_AUSGANGSTEXT_
Gemeinde unter Palmen

Klaus-Peter Weinhold ist Pfarrer auf den Balearen

22. Juli 2008


"Man bekommt hier einen Einblick in die mannigfaltigsten Arten zu leben und hat mit den merkwürdigsten Leuten zu tun... Weltenbummler, Vagabunden, geflüchtete Verbrecher, viele Fremdenlegionäre, Löwen- und sonstige Tierbändiger, die dem Circus Krone auf seiner Spanienreise durchgebrannt sind. Im Übrigen sitzen in Cafés Reiche, Spießbürger und recht ärmlich Aussehende untereinander." Der evangelische Theologe Dietrich Bonhoeffer schrieb diese Zeilen über Mallorca 1929 in sein Tagebuch. Als 22-Jähriger war er als Vikar in Barcelona und auf den Balearen.

Ist der Pfarrer auf Mallorca Löwenbändiger? Sind die Balearen ein Zirkus der Schönen und Reichen, Aussteiger und Ausgeflippten? An Vorurteilen und Sprüchen war kein Mangel, als ich vor dreieinhalb Jahren die Gemeinde- und Tourismuspfarrstelle auf Mallorca antrat. Es gibt die schillerndsten Vorstellungen: von der Putzfraueninsel bis zur Nobeladresse für Stars und Sternchen. Mallorca war nie eine Insel der Seligen und des abgeschiedenen Glücks. Die Balearen liegen strategisch zentral im Mittelmeer. Hier ließen Römer und Phönizier, arabische Fürsten, jüdische Händler und christliche Könige ihre Spuren zurück. Damals wie heute traf sich eine bunte, internationale Welt. Die wilden Jahre mit den Saufgelagen am Ballermann und Hippiepartys auf Ibiza sind vorbei. Zwar kann man weiterhin an der Playa de Palma feiern, und die großen Discotheken auf Ibiza haben noch immer angesagte DJs. Aber der Trend geht zum Qualitätstourismus: Wellness, Golfen, Radfahren, Wandern, Wassersport. Konzerte und Ausstellungen stehen im Kulturprogramm.

_ZU ERLEDIGEN_
Geben Sie den Abschnitt des Ausgangstexts wortgetreu wieder, beginnend bei „22. Juli 2008“ und endend bei „auf den Balearen.“.

_AUSZUG DER EINTRÄGE_

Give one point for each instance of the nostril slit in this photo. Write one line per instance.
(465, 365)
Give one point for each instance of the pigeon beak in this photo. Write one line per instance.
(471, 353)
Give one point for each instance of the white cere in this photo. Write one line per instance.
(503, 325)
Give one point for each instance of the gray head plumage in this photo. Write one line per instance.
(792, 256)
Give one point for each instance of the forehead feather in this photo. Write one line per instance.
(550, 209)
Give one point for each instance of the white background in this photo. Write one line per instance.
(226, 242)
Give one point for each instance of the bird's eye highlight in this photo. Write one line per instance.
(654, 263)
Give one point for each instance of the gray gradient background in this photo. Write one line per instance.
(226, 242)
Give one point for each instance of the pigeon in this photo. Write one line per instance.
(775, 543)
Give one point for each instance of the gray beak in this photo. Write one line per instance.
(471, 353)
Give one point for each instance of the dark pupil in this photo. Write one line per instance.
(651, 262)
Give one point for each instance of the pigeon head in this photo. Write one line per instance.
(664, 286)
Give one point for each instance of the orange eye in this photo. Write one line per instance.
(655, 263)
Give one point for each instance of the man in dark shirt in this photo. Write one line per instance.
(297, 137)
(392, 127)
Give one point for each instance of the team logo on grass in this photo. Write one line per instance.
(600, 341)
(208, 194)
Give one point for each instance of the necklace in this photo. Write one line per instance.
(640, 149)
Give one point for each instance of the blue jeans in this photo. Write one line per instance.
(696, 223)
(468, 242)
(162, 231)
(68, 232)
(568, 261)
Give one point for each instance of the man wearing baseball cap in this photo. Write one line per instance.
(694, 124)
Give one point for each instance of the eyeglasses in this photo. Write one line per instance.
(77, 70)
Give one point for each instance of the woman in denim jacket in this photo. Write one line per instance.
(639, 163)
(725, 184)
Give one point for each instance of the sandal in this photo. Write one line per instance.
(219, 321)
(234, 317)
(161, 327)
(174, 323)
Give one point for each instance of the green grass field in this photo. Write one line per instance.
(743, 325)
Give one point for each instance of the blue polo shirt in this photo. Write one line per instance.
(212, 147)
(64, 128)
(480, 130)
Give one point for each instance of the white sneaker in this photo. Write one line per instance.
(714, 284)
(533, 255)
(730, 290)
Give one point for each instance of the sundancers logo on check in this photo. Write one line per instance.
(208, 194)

_ERGEBNIS_
22. Juli 2008


"Man bekommt hier einen Einblick in die mannigfaltigsten Arten zu leben und hat mit den merkwürdigsten Leuten zu tun... Weltenbummler, Vagabunden, geflüchtete Verbrecher, viele Fremdenlegionäre, Löwen- und sonstige Tierbändiger, die dem Circus Krone auf seiner Spanienreise durchgebrannt sind. Im Übrigen sitzen in Cafés Reiche, Spießbürger und recht ärmlich Aussehende untereinander." Der evangelische Theologe Dietrich Bonhoeffer schrieb diese Zeilen über Mallorca 1929 in sein Tagebuch. Als 22-Jähriger war er als Vikar in Barcelona und auf den Balearen.